> **Task**
Copy the material from its first line through the line containing "[[[0,34],[0,60],[7,59],[12,50],[11,41],[7,34]]]", switching every "kitchen knife" to "bread knife" and leaving all other text the same.

> **Records for the exercise**
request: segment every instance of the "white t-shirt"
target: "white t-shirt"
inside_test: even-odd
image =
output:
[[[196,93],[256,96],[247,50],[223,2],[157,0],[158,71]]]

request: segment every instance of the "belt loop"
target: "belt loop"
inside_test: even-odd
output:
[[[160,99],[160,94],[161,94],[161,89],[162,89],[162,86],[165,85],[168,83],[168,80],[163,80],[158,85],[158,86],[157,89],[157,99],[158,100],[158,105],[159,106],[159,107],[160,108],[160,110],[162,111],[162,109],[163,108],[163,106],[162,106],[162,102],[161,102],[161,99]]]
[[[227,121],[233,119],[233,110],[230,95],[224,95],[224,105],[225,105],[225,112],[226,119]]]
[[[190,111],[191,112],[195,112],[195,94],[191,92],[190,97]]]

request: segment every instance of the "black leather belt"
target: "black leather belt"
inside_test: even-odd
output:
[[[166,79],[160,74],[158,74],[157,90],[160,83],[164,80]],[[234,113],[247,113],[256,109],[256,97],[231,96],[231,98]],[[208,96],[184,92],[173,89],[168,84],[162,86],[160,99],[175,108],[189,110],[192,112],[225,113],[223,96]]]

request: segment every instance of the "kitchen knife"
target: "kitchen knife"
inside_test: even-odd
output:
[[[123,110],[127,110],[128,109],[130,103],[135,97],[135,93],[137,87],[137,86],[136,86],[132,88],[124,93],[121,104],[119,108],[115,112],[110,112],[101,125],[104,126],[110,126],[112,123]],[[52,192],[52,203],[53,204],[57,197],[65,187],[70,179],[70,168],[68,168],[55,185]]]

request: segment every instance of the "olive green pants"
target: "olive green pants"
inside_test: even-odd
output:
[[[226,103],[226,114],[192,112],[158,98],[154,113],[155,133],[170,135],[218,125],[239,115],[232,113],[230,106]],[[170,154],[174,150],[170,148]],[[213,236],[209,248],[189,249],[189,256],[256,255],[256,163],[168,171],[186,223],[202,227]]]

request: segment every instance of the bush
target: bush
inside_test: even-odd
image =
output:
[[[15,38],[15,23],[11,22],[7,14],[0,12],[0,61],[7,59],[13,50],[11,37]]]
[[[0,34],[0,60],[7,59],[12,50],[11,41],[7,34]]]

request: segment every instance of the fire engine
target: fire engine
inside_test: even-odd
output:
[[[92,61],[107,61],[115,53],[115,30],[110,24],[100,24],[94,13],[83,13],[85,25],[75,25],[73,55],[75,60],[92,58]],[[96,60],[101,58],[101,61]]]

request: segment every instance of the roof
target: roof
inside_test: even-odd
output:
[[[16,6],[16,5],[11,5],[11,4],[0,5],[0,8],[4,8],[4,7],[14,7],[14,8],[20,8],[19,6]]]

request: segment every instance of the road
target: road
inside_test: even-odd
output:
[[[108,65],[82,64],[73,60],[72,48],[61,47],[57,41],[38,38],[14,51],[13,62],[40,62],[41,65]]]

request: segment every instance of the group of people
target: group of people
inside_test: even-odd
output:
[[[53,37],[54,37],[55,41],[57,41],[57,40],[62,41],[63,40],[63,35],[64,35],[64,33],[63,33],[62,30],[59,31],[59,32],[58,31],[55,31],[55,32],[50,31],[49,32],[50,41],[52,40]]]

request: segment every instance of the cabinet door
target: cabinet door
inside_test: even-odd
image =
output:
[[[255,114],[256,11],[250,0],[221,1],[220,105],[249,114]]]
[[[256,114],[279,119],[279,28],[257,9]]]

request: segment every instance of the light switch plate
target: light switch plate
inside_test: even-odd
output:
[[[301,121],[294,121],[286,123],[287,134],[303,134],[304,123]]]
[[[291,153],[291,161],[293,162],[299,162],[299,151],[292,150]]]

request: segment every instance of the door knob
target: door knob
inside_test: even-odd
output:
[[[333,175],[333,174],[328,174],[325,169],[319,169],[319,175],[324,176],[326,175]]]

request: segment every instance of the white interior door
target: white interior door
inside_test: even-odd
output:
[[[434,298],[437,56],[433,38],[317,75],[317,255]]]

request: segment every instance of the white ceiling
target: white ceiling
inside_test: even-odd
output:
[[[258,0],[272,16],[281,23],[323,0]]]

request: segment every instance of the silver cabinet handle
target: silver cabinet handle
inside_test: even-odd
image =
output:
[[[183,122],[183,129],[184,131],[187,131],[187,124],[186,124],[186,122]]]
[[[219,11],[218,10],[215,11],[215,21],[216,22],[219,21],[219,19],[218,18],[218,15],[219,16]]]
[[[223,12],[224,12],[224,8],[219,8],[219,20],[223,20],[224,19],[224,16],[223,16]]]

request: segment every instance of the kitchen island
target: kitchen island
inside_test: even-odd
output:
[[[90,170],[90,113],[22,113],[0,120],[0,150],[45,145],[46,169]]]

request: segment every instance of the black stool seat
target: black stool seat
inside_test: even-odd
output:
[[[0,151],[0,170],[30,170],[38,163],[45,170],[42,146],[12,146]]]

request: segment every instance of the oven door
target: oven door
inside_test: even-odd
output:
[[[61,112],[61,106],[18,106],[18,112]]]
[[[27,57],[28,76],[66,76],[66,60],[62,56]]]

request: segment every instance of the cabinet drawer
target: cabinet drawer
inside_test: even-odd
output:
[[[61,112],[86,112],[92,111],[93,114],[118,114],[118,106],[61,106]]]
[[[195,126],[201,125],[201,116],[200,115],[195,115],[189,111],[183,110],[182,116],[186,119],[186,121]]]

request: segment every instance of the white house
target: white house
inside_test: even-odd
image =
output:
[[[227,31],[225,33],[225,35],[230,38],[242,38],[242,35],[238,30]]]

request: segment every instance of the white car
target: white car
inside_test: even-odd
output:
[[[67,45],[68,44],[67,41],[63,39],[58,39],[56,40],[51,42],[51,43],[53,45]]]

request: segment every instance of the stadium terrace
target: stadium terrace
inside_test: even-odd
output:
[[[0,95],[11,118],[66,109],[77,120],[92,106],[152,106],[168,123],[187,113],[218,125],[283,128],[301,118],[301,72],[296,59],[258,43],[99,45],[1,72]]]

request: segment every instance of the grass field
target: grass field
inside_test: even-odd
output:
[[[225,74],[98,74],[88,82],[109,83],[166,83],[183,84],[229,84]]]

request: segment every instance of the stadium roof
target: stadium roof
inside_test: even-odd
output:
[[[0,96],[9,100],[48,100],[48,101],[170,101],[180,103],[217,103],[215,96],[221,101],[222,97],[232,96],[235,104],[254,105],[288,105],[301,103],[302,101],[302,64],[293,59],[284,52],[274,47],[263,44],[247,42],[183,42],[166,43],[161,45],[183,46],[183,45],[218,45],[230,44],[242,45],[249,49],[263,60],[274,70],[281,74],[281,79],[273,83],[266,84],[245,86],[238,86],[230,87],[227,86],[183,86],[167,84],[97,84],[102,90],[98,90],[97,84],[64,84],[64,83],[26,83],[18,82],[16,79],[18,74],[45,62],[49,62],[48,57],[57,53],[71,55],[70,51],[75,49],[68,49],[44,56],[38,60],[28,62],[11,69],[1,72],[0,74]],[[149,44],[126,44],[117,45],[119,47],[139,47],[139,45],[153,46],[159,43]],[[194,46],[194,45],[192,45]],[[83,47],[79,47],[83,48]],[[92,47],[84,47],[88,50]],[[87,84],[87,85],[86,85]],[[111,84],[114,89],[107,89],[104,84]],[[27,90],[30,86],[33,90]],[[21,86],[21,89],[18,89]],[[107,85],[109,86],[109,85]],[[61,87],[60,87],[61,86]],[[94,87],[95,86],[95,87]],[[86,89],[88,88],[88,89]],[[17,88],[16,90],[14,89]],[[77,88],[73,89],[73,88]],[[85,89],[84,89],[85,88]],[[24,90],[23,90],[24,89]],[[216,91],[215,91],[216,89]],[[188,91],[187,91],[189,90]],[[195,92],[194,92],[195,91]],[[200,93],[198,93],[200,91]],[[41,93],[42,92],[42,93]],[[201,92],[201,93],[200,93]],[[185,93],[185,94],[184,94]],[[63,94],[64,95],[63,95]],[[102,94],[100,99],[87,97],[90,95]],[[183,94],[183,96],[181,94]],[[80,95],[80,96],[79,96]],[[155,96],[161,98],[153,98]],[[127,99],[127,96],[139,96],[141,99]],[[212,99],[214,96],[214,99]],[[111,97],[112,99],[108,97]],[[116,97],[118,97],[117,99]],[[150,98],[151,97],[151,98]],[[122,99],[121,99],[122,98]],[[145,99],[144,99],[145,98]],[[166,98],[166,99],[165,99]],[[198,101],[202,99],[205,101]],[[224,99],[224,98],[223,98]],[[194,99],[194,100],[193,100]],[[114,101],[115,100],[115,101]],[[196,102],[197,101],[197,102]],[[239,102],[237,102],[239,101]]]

> **Result of the exercise**
request: segment every instance of the "white t-shirt"
target: "white t-shirt"
inside_test: even-odd
image =
output:
[[[196,93],[256,96],[247,50],[223,2],[157,0],[158,71]]]

request: segment every instance of the "belt loop"
target: "belt loop"
inside_test: even-odd
output:
[[[160,99],[160,94],[161,94],[161,89],[162,89],[162,86],[165,85],[168,83],[168,80],[163,80],[158,85],[158,86],[157,89],[157,99],[158,100],[158,105],[159,106],[159,107],[160,108],[160,110],[162,111],[162,109],[163,108],[163,106],[162,106],[162,102],[161,102],[161,99]]]
[[[227,121],[233,119],[233,110],[230,95],[224,95],[224,105],[225,105],[225,112],[226,119]]]
[[[190,111],[191,112],[195,112],[195,94],[191,92],[190,97]]]

request: segment every instance of the "black leather belt"
target: "black leather belt"
inside_test: even-odd
output:
[[[166,79],[160,74],[158,74],[157,90],[160,83],[164,80]],[[234,113],[247,113],[256,109],[256,97],[231,96],[231,98]],[[208,96],[184,92],[173,89],[168,84],[162,86],[160,99],[175,108],[189,110],[192,112],[225,113],[223,96]]]

request: segment every instance of the "bread knife"
target: "bread knife"
inside_test: even-odd
output:
[[[123,110],[127,110],[128,109],[130,103],[135,97],[135,93],[137,87],[137,86],[136,86],[132,88],[124,93],[121,104],[119,108],[115,112],[110,112],[101,125],[104,126],[110,126],[112,123]],[[52,192],[52,203],[53,204],[57,197],[65,187],[70,179],[70,168],[68,168],[55,185]]]

request: segment every instance of the "olive green pants"
target: "olive green pants"
inside_test: even-odd
output:
[[[226,103],[226,114],[192,112],[158,98],[154,113],[155,133],[170,135],[218,125],[239,115],[232,113],[230,106]],[[170,154],[174,150],[170,148]],[[213,236],[209,248],[189,249],[189,256],[256,255],[256,163],[168,171],[186,223],[202,227]]]

request: segment every instance of the bush
target: bush
inside_test: even-odd
image =
output:
[[[15,38],[15,23],[11,22],[7,14],[0,12],[0,61],[7,59],[13,50],[11,37]]]
[[[0,34],[0,60],[7,59],[12,50],[11,41],[7,34]]]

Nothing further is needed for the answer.